PROBLEM REQUIREMENTS:
Start to finish, reproduce the records below with nothing missing.

PROVIDED INFORMATION:
- - - -
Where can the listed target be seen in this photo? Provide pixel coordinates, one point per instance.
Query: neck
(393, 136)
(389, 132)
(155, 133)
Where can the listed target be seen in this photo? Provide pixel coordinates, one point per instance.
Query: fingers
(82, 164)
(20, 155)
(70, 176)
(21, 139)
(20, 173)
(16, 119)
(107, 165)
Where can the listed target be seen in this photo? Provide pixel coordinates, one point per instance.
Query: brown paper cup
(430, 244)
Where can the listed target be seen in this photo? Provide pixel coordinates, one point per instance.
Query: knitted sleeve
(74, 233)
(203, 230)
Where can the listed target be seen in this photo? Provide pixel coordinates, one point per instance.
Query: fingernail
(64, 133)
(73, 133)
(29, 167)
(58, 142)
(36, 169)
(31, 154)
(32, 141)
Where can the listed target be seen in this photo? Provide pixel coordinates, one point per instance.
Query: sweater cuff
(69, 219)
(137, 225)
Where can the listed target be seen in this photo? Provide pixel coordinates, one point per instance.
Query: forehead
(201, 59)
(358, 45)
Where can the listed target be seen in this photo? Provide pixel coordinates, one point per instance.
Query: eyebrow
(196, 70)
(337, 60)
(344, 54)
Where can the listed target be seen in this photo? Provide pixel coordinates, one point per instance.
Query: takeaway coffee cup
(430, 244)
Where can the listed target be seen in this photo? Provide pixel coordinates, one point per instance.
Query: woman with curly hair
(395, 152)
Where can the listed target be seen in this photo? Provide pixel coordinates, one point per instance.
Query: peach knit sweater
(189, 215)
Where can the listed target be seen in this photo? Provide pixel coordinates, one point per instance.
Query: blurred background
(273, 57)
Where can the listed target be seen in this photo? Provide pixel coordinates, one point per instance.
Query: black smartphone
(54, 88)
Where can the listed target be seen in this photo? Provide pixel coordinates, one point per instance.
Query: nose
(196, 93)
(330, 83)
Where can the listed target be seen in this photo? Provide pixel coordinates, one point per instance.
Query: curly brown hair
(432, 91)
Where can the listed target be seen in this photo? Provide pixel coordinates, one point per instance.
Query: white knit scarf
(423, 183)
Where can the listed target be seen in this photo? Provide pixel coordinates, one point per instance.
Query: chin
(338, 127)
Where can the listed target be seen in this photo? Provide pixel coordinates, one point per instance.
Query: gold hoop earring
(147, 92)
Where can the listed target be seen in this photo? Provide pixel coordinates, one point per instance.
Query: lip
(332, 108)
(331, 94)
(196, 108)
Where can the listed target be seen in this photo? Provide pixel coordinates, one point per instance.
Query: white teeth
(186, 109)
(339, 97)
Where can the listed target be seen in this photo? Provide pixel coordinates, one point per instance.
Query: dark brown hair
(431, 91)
- - - -
TASK OUTPUT:
Where can the listed target be seen in this photo? Provide pixel coordinates, one point per instance.
Query: neck
(393, 136)
(389, 132)
(155, 133)
Where can the listed target be seen in this photo? Provide pixel coordinates, one point per instance.
Query: fingers
(82, 164)
(20, 155)
(70, 176)
(21, 139)
(20, 173)
(16, 119)
(107, 165)
Where can the listed target be seen in this photo? Provide pixel coordinates, one point per instance.
Query: brown paper cup
(430, 244)
Where can the listed target be seen in this photo? Provide pixel coordinates, one point per instance.
Query: knitted sleeve
(74, 233)
(203, 230)
Where can the listed target be seen in this photo? Provide pixel coordinates, one point per instance.
Query: fingernail
(64, 133)
(73, 133)
(29, 167)
(58, 142)
(36, 169)
(31, 154)
(32, 141)
Where can the listed target be seen in this photo? Provide pixel coordinates, one point per instance.
Query: sweater cuff
(69, 219)
(137, 225)
Where can the listed target be seen in this photo? Provide pixel coordinates, one point per instance.
Query: forehead
(201, 59)
(358, 45)
Where can the listed target be seen in this photo? Provide pixel coordinates, one point per instance.
Query: eyebrow
(196, 70)
(337, 60)
(344, 54)
Where can the listed target be seen in this photo? Provide pixel coordinates, one point per instance.
Query: takeaway coffee cup
(430, 244)
Where can the listed target be seen in this photo? Provide pixel coordinates, one point per instance.
Query: woman with curly hair
(395, 152)
Where can the listed target be seen in this photo? Provide pixel coordinates, one point per instance.
Query: peach knit sweater
(189, 215)
Where can the listed target be seen in this photo? Provide pixel coordinates, one point per instance.
Query: blurred background
(273, 57)
Where can the listed target be seen in this photo? Provide pixel coordinates, one point per instance.
Query: black smartphone
(54, 88)
Where can the listed target be seen in this photo? Provide pixel coordinates, one point per instance.
Query: nose
(196, 93)
(330, 83)
Where can the listed target be seen in this photo? Provide pixel coordinates, one point per instance.
Query: curly brown hair
(432, 91)
Where can the listed target be seen in this photo? Provide pixel coordinates, one point per instance.
Query: white knit scarf
(423, 183)
Where can the listed target be seen in this photo? Provide pixel coordinates, one point per instance.
Query: chin
(338, 127)
Where can the listed target be seen in this photo? Provide pixel coordinates, one point per instance.
Query: gold hoop earring
(147, 92)
Where can the listed target be seen in this photo? Provide pixel coordinates, one point per instance.
Query: lip
(332, 108)
(331, 94)
(196, 108)
Where can the listed target be seen in this photo? Provide pixel coordinates, one point per instance.
Query: white teeth
(186, 109)
(339, 97)
Where can the listed target be seen in this photo? Provide pixel coordinates, one point per instance.
Query: dark brown hair
(431, 91)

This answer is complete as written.